**** Passage to read

What a Wonderful World

Originally Published in Flourishing May/June 2013

As many of you know, we are members of The Golden Circle, a group that provides support for a series of events performed by the South Kansas Symphony, led by Dr. Daniel Stevens.  Daniel is doing a fantastic job, both with the South Kansas Symphony and with the Southwestern Youth Symphony.  And, Daniel is himself a wonderful musician. 

Anyway, at this season’s finale, Daniel presented me with a plaque which says simply, “Life Is Good”.  Daniel said that he chose that message, because I’m always smiling.  He couldn’t have paid me a higher compliment.  Why do I mention this?  Simply to establish my credentials as an optimist.  And, yes, I am bragging.  Optimism is a state of mind, and as such, it is not something you’re born with; it is something you work to develop. (Ask my children, I used to be grumpy.)

But, did you ever hear me say that we don’t have problems?  No, you didn’t, and you have no idea of the troubles I’ve seen.  Nor will you, because I don’t allow trouble to define me.  Indeed, part of my job as your advisor is to help identify your troubles and aspirations, to put both into a rational perspective, and deal with them in a positive way.

********

**Set exercise**
According to the article above, what message appears on the plaque that Daniel presented at the season's finale? The data that follows is separate material and has no connection to the article above.

**** Data excerpt

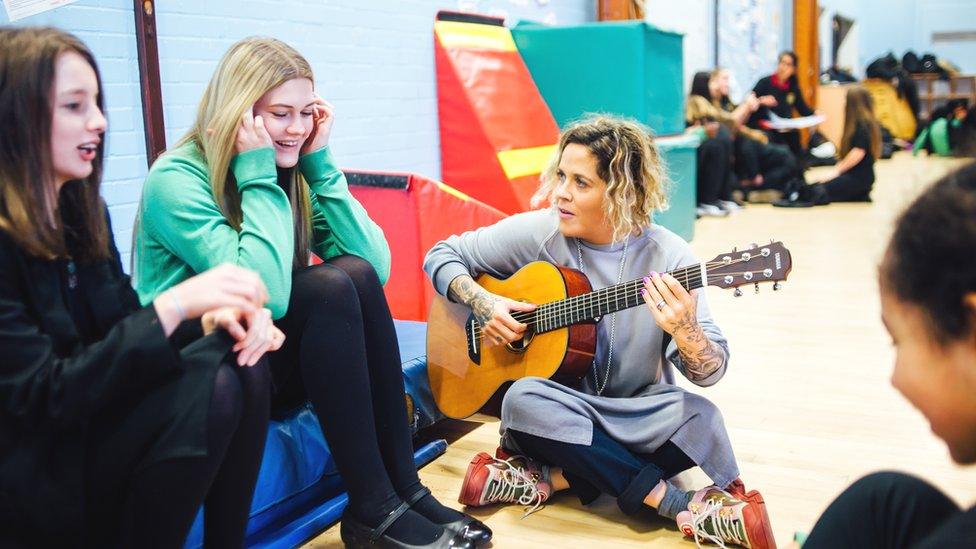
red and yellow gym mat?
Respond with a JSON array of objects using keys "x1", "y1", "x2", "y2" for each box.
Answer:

********

**Correct output**
The plaque says "Life Is Good".